Thirty-four days of going backwards: Bridging the urban-rural food divide

Creating meaningful connections between producers and consumers is not just an exercise in goodwill; it’s essential to gaining public support and securing the sustainability of our food systems, writes Rachel Martin
Thirty-four days of going backwards: Bridging the urban-rural food divide

British adventurer Olly Hicks said that success in his missions boils down to a trifecta: 30% rower, 30% weather, and 30% luck. He declined to account for the final 10%, but I like to think it’s a stroke of madness — the same stroke that perhaps led him to study agriculture at college. Picture: Oxford Farming Conference

It was nearing the end of the Oxford Farming Conference when I heard ocean-rowing adventurer Olly Hicks explain that success in his missions boils down to a trifecta: 30% rower, 30% weather, and 30% luck. He declined to account for the final 10%, but I like to think it’s a stroke of madness — the same stroke that perhaps led him to study agriculture at college.

Farmers are used to navigating storms of a different kind whether it be policy, weather, disease, volatile markets — the equation feels similarly precarious.

Yet, unlike Hicks, I’ve yet to meet any with billionaire backers waiting in the wings for rescue missions. When calamity strikes, they’re left to fend for themselves, battling weather, market forces, and the widening disconnect between those who produce food and those who consume it.

Take, for instance, Dominic Watters’ description of the urban estate where he lives as a “food desert in the garden of England” where locals face a “limited menu of chicken nuggets and frozen chips”. 

Olly Hicks recounted how he spent 34 days of his 96-day solo mission sailing between Tasmania and New Zealand going backwards. Picture: Chris Radburn — WPA Pool/Getty Images
Olly Hicks recounted how he spent 34 days of his 96-day solo mission sailing between Tasmania and New Zealand going backwards. Picture: Chris Radburn — WPA Pool/Getty Images

Watters wants to foster better direct connections between urban residents and food producers, believing this could open up routes to better, fresher, and more nutritious foods for those around him.

“We always talk about the positives of food security, but as we experience it, it’s food insecurity. That isn’t really spoken about,” he told delegates.

For him, equality in the food chain is about sharing experiences from all perspectives.

“I’m not suggesting my knowledge is more important than theirs — but we are all equal, and that approach will go some way,” he said.

It’s a perspective rarely voiced in agri-food circles. Discussions around food security are typically one-directional, seldom involving deprived urban corners of the UK or Ireland, and even less often suggesting that urbanites want closer ties to farming.

But as fellow speaker Nick Saltmarsh, co-founder of Hodmedod Ltd — a company championing British-grown pulses, grains, and seeds — highlighted, better connections between farmers and consumers benefit everyone along the chain.

He explained:

Even where that direct physical connection is impossible, just providing more communication, more clarity about the provenance of food — what we are eating, who is growing it, where it is produced — is a big step towards connecting the people who eat food and the people who produce it.

Source data
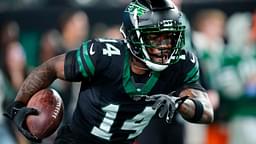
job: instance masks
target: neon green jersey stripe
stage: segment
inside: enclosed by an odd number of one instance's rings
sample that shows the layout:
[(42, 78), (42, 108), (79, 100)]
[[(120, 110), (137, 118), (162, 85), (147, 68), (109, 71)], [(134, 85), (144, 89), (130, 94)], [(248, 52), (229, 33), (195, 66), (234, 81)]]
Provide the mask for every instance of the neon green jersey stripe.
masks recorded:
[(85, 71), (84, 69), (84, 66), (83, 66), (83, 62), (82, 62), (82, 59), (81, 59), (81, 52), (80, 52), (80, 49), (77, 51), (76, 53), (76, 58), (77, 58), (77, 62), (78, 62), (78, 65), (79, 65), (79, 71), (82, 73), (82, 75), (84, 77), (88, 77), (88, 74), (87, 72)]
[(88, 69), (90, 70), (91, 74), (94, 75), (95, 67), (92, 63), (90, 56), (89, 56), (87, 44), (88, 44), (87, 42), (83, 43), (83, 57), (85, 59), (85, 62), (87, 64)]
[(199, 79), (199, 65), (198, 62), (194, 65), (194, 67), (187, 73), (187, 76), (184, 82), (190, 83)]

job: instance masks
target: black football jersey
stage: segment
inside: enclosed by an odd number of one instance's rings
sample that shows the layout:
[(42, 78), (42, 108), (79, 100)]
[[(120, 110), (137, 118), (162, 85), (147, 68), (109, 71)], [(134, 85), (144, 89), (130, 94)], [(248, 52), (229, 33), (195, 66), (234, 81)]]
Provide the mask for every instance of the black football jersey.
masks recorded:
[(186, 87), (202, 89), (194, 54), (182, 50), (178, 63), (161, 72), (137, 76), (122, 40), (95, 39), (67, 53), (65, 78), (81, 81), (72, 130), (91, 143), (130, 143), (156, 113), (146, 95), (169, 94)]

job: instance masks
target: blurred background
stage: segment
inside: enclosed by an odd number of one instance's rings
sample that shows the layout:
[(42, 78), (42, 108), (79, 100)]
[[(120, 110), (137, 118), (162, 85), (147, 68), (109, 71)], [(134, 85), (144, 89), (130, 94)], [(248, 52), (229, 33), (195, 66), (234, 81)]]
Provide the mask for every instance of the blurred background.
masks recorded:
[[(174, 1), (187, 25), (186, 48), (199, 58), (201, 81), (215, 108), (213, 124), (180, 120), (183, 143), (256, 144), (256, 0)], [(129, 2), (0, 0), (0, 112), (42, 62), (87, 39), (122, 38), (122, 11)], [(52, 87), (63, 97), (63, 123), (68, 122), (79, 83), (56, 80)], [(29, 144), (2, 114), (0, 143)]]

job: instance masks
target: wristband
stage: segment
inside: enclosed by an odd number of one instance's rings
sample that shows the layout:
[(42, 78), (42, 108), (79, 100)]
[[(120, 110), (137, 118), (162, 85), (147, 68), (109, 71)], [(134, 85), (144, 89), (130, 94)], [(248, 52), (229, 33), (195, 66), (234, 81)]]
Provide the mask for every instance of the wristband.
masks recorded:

* * *

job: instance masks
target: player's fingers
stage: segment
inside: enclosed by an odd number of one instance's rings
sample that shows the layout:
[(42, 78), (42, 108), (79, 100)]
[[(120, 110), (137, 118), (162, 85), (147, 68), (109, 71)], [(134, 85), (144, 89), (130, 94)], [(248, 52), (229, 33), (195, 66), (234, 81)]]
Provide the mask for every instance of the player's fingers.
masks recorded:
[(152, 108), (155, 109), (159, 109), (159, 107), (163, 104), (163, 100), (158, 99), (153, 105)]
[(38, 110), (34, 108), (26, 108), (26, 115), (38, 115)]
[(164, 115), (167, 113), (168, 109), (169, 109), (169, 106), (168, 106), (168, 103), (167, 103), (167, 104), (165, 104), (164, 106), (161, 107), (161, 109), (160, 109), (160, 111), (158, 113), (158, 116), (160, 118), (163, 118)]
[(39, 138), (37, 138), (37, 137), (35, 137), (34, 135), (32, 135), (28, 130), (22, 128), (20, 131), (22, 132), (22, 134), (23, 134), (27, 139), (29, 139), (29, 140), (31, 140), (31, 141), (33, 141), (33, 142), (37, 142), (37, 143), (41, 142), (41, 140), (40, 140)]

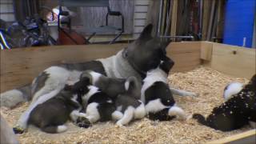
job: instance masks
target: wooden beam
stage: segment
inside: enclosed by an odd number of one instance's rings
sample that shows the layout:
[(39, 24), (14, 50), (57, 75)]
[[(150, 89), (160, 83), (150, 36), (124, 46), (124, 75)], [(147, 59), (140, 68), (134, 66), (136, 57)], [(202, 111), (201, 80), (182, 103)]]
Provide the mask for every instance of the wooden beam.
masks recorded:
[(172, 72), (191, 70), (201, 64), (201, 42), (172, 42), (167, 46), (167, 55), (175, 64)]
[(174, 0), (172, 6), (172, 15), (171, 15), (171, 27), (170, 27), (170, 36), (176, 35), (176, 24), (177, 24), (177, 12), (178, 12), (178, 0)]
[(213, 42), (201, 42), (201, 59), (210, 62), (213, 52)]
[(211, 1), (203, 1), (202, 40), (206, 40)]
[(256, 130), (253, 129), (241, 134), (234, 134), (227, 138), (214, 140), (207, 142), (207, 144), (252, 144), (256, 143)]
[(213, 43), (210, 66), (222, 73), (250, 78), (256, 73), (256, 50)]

What you will do
Could you write out the passage of the article on the urban-rural food divide from "It’s a perspective" up to and including "who produce it.", swapping "pulses" for "beans"?

Answer to this exercise
It’s a perspective rarely voiced in agri-food circles. Discussions around food security are typically one-directional, seldom involving deprived urban corners of the UK or Ireland, and even less often suggesting that urbanites want closer ties to farming.

But as fellow speaker Nick Saltmarsh, co-founder of Hodmedod Ltd — a company championing British-grown beans, grains, and seeds — highlighted, better connections between farmers and consumers benefit everyone along the chain.

He explained:

Even where that direct physical connection is impossible, just providing more communication, more clarity about the provenance of food — what we are eating, who is growing it, where it is produced — is a big step towards connecting the people who eat food and the people who produce it.